* Task requirements *
Go through the data and copy each line that holds "below".

* Material provided *
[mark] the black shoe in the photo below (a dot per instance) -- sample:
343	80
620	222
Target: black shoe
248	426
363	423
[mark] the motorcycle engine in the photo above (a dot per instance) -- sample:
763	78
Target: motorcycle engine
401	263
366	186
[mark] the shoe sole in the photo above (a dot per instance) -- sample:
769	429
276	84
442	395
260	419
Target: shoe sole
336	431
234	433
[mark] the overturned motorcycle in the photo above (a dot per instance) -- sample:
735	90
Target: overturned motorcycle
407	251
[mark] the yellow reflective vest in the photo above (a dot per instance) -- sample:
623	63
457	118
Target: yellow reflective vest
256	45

--

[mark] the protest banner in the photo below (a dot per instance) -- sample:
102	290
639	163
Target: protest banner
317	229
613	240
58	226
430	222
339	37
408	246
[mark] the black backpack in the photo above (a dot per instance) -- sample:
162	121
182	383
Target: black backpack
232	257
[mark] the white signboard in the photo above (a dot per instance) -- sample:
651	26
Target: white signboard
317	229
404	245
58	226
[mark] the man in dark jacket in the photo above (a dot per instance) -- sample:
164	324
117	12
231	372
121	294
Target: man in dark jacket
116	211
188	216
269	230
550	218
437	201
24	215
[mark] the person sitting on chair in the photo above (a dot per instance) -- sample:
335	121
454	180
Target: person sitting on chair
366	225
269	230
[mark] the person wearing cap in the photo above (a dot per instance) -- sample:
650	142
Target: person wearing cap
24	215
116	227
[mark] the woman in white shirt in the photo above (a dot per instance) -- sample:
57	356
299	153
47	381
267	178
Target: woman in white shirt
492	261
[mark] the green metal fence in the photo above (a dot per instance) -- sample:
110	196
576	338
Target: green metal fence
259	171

* Answer to this exercise *
[mark] the black shoe in the photo below (a dot per instance) -- sample:
[mark] the protest banner in the photo below (a dot per instance) -- sample:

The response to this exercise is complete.